__REQUIRED WORK__.
Return each entry exactly, with none missing.

[Object position labeling entries]
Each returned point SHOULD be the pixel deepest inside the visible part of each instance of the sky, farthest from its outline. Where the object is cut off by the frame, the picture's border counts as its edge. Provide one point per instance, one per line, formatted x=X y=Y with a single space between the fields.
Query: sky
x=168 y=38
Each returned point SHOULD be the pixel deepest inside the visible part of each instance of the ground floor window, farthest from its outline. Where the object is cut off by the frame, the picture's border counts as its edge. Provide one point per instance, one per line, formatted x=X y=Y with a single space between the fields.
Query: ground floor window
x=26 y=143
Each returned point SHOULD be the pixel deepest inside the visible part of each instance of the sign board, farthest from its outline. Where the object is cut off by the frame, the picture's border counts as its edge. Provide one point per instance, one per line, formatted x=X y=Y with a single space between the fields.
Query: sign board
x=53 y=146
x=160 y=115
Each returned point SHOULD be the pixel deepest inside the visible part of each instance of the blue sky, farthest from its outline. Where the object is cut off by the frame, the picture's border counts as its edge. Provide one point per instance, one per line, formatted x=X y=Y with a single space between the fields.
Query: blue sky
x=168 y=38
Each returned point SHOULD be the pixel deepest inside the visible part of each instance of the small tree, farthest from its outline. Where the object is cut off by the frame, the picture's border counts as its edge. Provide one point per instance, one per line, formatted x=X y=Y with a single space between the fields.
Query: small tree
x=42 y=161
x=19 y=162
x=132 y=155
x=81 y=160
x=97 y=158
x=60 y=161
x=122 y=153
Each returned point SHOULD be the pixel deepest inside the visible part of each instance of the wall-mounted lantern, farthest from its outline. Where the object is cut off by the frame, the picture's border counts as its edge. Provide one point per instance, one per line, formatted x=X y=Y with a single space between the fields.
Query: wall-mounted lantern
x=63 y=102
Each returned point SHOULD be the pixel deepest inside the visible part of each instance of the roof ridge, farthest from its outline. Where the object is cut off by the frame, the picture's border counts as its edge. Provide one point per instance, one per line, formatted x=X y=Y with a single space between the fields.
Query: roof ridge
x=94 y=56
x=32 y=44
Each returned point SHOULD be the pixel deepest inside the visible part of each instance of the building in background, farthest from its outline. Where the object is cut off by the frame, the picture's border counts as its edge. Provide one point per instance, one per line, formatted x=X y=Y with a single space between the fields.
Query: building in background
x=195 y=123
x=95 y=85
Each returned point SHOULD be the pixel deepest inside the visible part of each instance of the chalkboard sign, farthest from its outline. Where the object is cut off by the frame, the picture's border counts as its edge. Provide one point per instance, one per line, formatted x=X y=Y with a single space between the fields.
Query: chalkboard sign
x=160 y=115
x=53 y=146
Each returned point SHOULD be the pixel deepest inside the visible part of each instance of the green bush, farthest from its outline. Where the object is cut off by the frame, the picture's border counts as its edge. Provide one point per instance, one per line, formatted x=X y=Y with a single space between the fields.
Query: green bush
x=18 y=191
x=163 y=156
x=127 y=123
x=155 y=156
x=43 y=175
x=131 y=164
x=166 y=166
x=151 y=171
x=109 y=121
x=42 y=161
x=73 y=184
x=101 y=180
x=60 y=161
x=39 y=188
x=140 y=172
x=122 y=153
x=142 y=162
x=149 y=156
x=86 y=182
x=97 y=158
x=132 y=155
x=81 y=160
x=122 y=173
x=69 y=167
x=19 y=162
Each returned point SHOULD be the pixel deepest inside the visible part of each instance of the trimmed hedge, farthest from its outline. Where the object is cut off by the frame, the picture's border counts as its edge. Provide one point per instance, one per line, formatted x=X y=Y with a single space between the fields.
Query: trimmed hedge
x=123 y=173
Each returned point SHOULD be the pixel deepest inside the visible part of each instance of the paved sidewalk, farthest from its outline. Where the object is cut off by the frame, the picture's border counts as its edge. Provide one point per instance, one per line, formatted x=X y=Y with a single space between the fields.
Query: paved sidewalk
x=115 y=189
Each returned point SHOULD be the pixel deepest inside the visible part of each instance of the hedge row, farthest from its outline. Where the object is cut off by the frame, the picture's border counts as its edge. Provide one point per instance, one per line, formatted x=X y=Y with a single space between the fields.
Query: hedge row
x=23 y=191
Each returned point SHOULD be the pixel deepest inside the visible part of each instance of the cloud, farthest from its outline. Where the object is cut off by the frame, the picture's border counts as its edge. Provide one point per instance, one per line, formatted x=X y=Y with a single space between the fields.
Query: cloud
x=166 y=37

__SOLUTION TO THE EXERCISE__.
Each returned point SHOULD be the pixel deepest inside the visible part of each instance of the sky, farthest from its outline. Where the object is cut off by the frame, the picture's border counts as its edge. Provide one point per instance, one per line, formatted x=X y=Y with a single space between the fields.
Query: sky
x=168 y=38
Each returned point SHOULD be the pixel deepest inside the visible part of each instance of the ground floor window, farthest from its outline. Where the object is cut off by the frame, the picture's border counts as its edge. Provide one point per instance, one per line, formatted x=X y=Y with a single space between the fields.
Query: ground floor window
x=26 y=143
Each returned point SHOULD be the pixel deepest inside the visible part of each instance of the sign board, farthest from its outline. Where the object is cut off by the frame, the picture's border counts as its edge. Provide one point per instance, one per line, formatted x=X y=Y with a single space between the fields.
Query: sign board
x=53 y=146
x=160 y=115
Each returned point SHOULD be the pixel deepest inside the visible part of each instance of the blue sky, farthest from its outline. Where the object is cut off by the frame, the picture's border counts as its edge. Provide one point per instance, one per line, formatted x=X y=Y with a single space between the fields.
Query: blue sky
x=168 y=38
Each returned point SHOULD be the pixel deepest inside the visible part of each instance of the small tree, farthest from its outline. Where the object is cut off by the frame, the picture's border counts as its edge. Provide one point per instance, one per line, formatted x=X y=Y with a single space between the fields.
Query: small tree
x=42 y=161
x=19 y=162
x=132 y=155
x=81 y=160
x=97 y=158
x=60 y=161
x=122 y=153
Each returned point SHOULD be the pixel deepest inside the visible part of each instance of the wall-mounted lantern, farthest from its outline. Where the object is cut off by the frame, the picture's border counts as its edge. Provide one point per instance, one per line, formatted x=X y=Y with a single space between the fields.
Query: wall-mounted lantern
x=63 y=102
Each returned point SHOULD be the pixel deepest inside the visible part of each instance of the roof ridge, farthest from its outline. Where the object is cut off by the frame, the picture's border counts as its edge. Provide one point per instance, one per line, formatted x=X y=Y with a single space between the fields.
Query: roof ridge
x=94 y=56
x=32 y=44
Each returned point SHOULD be the pixel deepest inside the visible part of each instance of the building in background, farthest from its outline. Where the object is cut off by the frame, the picture's border counts as its edge. Provide one point per instance, one per line, formatted x=X y=Y with a single space between the fields.
Query: building in background
x=195 y=123
x=95 y=85
Each returned point SHOULD be the pixel deepest inside the visible part of each instance of the chalkboard sign, farthest from its outline. Where the object is cut off by the frame, the picture's border counts as its edge. Provide one point per instance, one per line, formatted x=X y=Y with a single space between the fields.
Query: chalkboard sign
x=160 y=115
x=53 y=146
Each returned point SHOULD be the pixel deepest inside the visible part of each instance of the green bush, farthest from its outline. Where the object is cut off by the frame, the picture's border counts as its edge. Provide one point per instance, one per line, formatted x=X y=Y with a single space between the fields.
Query: green bush
x=18 y=191
x=163 y=156
x=127 y=123
x=155 y=156
x=43 y=175
x=131 y=164
x=166 y=166
x=151 y=171
x=109 y=121
x=42 y=161
x=73 y=184
x=101 y=180
x=60 y=161
x=39 y=188
x=140 y=172
x=122 y=153
x=142 y=162
x=149 y=156
x=86 y=182
x=97 y=158
x=132 y=155
x=81 y=160
x=122 y=173
x=69 y=167
x=19 y=162
Each returned point SHOULD be the pixel deepest inside the visible part of each instance of the trimmed hedge, farthest from its outline. Where the object is cut off by the frame, the picture's border counts as its edge. Provide one point per instance, one per line, formatted x=X y=Y with a single space between the fields.
Query: trimmed hedge
x=123 y=173
Each returned point SHOULD be the pixel deepest inside the visible part of each instance of the paved sidewalk, farthest from its outline. Where the object is cut off by the frame, the picture's border counts as its edge. Provide one point per instance, one per line, formatted x=X y=Y with a single space between the fields.
Query: paved sidewalk
x=115 y=189
Each returned point SHOULD be the pixel deepest inside the visible part of each instance of the hedge row, farthest from its outline. Where the object is cut off by the frame, the picture's border counts as its edge. Provide one point per instance, one per line, formatted x=X y=Y with a single space between the fields.
Query: hedge row
x=23 y=191
Each returned point SHOULD be the pixel deepest inside the visible part of each instance of the cloud, farthest from its outline. Where the object is cut off by the frame, the picture's border counts as its edge. Provide one point per instance, one per line, formatted x=X y=Y with a single space between the fields.
Query: cloud
x=166 y=37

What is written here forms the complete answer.